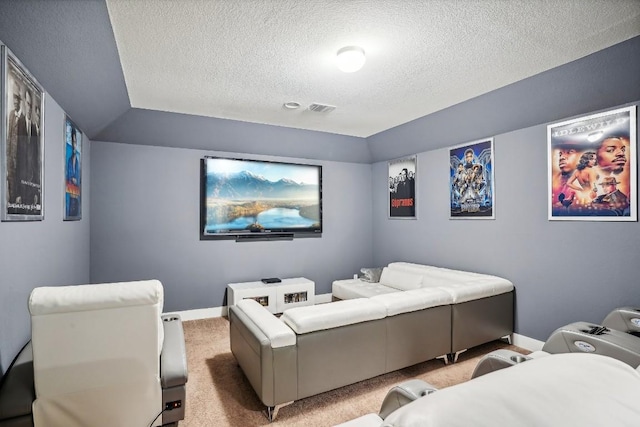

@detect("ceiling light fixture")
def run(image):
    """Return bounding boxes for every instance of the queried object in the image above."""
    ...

[337,46,367,73]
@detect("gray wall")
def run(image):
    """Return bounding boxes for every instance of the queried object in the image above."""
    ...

[373,102,640,341]
[91,142,373,311]
[0,96,91,373]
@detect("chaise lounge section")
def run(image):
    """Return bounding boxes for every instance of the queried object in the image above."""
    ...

[332,262,515,362]
[229,290,451,420]
[229,263,514,419]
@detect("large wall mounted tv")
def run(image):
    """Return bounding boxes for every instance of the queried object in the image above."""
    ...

[200,157,322,241]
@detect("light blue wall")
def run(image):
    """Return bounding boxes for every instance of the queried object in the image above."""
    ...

[91,142,373,311]
[0,96,91,373]
[373,105,640,341]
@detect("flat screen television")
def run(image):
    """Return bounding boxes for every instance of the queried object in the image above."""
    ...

[200,157,322,241]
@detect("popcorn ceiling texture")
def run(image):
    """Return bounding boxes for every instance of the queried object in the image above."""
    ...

[107,0,640,137]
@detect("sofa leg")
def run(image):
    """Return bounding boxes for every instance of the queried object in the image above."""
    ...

[449,348,467,363]
[267,400,293,423]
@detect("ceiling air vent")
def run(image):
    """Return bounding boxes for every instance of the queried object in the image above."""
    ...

[309,103,336,113]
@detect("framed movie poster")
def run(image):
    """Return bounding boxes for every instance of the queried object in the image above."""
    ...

[547,106,637,221]
[449,138,495,219]
[64,116,82,221]
[389,156,417,219]
[0,46,44,221]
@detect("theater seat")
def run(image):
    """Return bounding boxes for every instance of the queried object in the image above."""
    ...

[29,280,187,427]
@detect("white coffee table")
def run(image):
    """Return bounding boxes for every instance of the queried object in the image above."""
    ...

[227,277,316,313]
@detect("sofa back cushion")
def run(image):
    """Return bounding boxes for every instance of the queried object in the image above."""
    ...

[380,267,422,291]
[280,298,387,334]
[236,298,296,348]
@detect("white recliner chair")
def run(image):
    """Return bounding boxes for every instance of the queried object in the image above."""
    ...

[338,352,640,427]
[29,280,187,427]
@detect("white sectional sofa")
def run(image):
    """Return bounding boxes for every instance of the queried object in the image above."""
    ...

[229,263,513,419]
[332,262,514,361]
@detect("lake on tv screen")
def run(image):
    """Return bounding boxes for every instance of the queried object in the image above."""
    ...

[207,208,317,231]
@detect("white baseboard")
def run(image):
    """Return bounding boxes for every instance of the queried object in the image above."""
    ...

[512,334,544,351]
[164,293,331,321]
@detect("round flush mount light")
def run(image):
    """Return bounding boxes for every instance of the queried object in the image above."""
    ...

[282,101,300,110]
[337,46,366,73]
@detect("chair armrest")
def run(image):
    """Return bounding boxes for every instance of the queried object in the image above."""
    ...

[380,380,437,419]
[160,314,188,388]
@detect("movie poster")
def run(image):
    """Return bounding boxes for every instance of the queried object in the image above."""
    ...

[0,46,44,221]
[64,117,82,221]
[547,106,637,221]
[449,138,495,219]
[389,156,417,219]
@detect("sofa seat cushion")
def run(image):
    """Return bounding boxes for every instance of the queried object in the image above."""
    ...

[438,277,513,304]
[236,298,296,348]
[331,279,400,300]
[371,288,453,316]
[280,298,387,334]
[386,262,514,304]
[380,267,422,291]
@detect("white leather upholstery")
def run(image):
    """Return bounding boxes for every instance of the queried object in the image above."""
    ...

[380,267,422,291]
[236,298,296,348]
[29,280,163,427]
[280,298,387,334]
[383,353,640,427]
[331,279,401,300]
[371,288,453,316]
[385,262,514,304]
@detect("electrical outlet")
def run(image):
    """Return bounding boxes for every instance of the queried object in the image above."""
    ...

[164,400,182,411]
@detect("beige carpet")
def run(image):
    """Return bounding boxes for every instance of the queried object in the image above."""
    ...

[179,317,527,427]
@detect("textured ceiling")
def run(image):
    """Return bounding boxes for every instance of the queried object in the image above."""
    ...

[107,0,640,137]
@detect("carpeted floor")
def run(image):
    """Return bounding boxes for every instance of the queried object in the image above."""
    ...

[179,317,527,427]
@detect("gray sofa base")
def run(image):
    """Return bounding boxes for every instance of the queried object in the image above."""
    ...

[229,305,451,419]
[451,291,514,354]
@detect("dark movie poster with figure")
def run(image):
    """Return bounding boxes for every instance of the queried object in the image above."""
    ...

[389,156,416,219]
[449,138,495,219]
[0,46,44,221]
[547,106,637,221]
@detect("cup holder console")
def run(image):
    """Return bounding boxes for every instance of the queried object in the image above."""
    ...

[542,322,640,368]
[509,354,531,363]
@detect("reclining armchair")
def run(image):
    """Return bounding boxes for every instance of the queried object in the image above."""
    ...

[0,280,187,427]
[339,352,640,427]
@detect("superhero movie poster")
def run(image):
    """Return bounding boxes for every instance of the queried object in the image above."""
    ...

[64,117,82,221]
[547,106,637,221]
[449,138,495,219]
[389,156,417,219]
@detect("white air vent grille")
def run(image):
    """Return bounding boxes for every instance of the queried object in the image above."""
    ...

[309,103,336,113]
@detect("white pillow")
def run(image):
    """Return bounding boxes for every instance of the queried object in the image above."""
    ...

[380,267,422,291]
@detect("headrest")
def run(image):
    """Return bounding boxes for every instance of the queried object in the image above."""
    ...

[29,280,164,316]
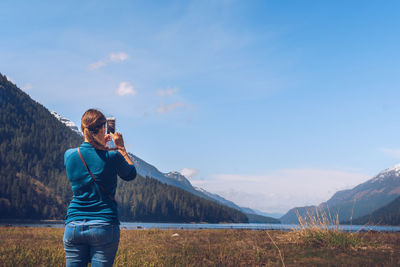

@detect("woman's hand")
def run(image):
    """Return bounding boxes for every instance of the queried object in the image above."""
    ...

[110,132,125,150]
[104,134,112,143]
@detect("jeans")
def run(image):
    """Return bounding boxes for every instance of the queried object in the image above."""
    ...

[63,221,120,267]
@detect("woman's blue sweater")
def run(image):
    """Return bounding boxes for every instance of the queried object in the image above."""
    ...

[64,142,136,224]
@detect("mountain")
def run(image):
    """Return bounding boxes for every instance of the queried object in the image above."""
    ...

[50,111,83,136]
[56,112,280,223]
[280,164,400,223]
[0,71,248,223]
[352,197,400,225]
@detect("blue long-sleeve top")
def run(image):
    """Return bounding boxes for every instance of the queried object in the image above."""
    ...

[64,142,136,224]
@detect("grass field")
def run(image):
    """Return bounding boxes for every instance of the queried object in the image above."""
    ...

[0,227,400,266]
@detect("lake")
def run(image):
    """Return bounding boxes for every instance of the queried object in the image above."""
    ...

[0,221,400,232]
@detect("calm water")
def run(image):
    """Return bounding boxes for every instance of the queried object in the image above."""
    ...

[0,221,400,232]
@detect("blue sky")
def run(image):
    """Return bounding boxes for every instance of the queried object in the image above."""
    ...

[0,0,400,213]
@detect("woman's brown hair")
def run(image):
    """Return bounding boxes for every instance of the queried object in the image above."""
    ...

[81,109,114,151]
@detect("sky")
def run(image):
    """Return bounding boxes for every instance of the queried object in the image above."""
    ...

[0,0,400,214]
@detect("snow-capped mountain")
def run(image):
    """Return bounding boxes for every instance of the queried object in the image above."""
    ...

[50,111,83,136]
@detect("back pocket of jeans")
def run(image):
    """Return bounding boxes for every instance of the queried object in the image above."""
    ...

[63,224,75,243]
[89,225,115,245]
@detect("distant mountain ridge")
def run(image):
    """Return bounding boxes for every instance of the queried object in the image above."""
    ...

[352,197,400,225]
[0,74,248,223]
[54,112,279,223]
[280,165,400,223]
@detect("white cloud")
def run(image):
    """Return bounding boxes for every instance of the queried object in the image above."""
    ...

[180,168,199,178]
[108,52,129,62]
[156,87,178,96]
[157,102,184,114]
[88,52,129,70]
[21,83,32,91]
[380,148,400,159]
[191,169,368,213]
[115,82,137,96]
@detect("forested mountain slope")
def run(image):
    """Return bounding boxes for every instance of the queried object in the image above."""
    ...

[0,74,248,222]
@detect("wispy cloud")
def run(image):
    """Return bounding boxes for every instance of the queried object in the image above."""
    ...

[180,168,199,178]
[379,148,400,159]
[191,169,368,213]
[157,101,184,114]
[88,52,129,70]
[115,82,137,96]
[156,87,178,97]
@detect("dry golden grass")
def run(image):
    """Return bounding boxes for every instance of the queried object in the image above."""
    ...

[0,227,400,266]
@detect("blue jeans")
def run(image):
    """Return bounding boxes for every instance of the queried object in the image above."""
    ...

[63,221,120,267]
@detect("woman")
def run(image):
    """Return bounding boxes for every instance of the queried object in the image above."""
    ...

[63,109,136,267]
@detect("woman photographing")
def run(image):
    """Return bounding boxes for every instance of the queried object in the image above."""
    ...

[63,109,136,267]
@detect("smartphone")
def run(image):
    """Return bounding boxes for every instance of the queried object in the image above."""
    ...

[107,117,115,134]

▶ **EXERCISE BRIEF**: Rewrite the entries from their start through the line containing "[229,263,514,419]", changing "ceiling light fixture" to "overhead lamp" and keeping everything else the same. Leave out the pictures.

▶ **RESPONSE**:
@detect("overhead lamp")
def run(image):
    """Return bounding boxes for every instance of the queried object in the image above."""
    ...

[337,46,367,73]
@detect("gray wall")
def run(image):
    """Return bounding boxes for every instance of the queried object in the image above."""
    ...

[373,102,640,341]
[91,142,373,311]
[0,96,91,373]
@detect("chaise lounge section")
def run(image):
    """Return bounding boxes for every instance of the queried object in the image above."""
    ...

[332,262,515,362]
[229,290,451,420]
[229,263,514,419]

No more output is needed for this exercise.